Records to process Block Start

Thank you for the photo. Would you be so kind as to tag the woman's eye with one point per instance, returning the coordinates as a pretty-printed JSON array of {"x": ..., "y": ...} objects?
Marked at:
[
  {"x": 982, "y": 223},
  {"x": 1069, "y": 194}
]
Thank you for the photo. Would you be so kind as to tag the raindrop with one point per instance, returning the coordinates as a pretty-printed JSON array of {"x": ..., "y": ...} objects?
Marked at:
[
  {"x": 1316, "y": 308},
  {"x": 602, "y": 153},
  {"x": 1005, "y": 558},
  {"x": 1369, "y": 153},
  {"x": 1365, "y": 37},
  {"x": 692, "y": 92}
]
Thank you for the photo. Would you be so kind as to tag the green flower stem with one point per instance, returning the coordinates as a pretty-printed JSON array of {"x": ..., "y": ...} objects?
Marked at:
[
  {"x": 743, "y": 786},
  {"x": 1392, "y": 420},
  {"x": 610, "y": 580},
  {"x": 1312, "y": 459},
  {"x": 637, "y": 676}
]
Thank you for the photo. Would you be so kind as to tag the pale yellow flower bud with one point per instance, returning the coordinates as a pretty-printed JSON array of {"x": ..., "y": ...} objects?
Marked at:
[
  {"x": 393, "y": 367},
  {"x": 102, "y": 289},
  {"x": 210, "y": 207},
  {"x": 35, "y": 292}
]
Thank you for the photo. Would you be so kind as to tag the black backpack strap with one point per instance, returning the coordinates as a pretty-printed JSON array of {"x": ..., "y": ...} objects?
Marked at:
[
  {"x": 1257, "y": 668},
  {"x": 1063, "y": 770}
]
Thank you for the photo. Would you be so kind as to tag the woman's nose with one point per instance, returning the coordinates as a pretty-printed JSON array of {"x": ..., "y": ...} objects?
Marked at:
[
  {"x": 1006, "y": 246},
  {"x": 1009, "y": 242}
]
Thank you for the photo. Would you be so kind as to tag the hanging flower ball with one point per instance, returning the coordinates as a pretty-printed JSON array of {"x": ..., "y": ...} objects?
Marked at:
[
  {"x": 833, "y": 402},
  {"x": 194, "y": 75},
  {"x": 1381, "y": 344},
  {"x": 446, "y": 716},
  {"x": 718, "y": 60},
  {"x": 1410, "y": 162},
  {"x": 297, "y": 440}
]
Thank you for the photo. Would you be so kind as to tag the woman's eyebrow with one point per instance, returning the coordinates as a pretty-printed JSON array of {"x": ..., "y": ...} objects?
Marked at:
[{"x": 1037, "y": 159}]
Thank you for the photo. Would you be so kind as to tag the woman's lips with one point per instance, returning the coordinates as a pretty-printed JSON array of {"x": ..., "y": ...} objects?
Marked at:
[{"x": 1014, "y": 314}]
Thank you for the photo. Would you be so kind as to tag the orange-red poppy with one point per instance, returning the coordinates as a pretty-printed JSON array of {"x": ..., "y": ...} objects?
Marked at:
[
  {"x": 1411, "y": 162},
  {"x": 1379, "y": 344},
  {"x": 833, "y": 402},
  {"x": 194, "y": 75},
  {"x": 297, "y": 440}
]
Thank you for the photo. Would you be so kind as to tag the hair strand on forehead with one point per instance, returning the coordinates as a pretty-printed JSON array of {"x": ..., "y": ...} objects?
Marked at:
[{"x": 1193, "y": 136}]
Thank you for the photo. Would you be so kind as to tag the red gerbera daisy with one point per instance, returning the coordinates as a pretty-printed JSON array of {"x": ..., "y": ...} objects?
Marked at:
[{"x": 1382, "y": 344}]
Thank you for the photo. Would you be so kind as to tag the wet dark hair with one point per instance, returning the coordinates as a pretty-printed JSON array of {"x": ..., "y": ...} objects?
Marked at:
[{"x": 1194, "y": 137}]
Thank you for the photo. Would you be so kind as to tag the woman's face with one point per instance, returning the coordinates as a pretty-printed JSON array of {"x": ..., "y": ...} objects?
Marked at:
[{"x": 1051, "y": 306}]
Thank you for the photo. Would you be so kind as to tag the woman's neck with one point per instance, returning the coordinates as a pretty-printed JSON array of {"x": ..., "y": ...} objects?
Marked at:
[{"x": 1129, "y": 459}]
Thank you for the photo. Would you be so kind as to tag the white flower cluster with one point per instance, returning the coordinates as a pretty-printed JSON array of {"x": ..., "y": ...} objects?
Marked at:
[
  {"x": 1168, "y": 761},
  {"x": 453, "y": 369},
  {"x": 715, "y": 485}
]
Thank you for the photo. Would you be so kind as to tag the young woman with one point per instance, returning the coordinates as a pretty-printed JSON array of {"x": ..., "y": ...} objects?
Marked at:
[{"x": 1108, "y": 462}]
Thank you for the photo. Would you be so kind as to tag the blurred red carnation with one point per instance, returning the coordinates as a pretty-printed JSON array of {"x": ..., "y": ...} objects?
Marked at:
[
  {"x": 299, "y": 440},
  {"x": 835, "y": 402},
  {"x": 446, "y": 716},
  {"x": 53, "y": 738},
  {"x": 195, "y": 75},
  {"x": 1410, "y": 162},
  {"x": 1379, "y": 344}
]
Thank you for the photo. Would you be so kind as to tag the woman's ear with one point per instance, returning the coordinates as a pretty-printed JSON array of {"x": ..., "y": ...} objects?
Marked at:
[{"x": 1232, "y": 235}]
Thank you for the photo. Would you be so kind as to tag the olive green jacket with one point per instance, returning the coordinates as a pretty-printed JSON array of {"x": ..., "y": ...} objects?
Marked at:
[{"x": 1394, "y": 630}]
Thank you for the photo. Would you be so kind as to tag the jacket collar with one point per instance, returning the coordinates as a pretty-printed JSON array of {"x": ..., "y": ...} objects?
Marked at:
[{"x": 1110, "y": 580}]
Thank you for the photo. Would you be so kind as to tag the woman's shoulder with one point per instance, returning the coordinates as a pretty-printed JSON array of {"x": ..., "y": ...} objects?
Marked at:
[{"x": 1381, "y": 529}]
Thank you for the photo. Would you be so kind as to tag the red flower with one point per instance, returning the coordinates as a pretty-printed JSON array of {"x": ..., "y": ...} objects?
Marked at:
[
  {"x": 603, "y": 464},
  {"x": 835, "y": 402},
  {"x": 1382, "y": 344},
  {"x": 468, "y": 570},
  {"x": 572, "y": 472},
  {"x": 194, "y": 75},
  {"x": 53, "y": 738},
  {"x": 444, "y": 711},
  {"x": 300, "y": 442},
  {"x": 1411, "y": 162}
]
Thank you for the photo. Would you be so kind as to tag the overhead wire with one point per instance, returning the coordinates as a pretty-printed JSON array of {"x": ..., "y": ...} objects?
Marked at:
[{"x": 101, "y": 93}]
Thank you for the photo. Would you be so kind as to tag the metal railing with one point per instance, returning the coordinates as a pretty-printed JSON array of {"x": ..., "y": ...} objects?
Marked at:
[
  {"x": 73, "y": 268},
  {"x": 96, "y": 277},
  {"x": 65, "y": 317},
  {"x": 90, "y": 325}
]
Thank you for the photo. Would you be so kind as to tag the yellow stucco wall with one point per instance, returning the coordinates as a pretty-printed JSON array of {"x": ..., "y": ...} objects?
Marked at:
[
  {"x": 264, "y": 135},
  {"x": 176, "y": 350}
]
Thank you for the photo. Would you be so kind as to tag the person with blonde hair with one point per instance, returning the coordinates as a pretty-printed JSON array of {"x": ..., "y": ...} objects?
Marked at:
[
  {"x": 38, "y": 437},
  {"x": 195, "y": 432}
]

Records to process Block End

What lines in the data above contain the word "jacket"? Show them all.

Thank you for the photo. Would you be so kind as to tag the olive green jacket with one point per instance, returning the coordinates as a pretty-printed JSON array of {"x": ..., "y": ...} objects?
Thank you for the photo. Would you be so kind as to tag the jacket collar with one point per instance, returning the coordinates as a pretty-printed JSON array of {"x": ..., "y": ...} objects?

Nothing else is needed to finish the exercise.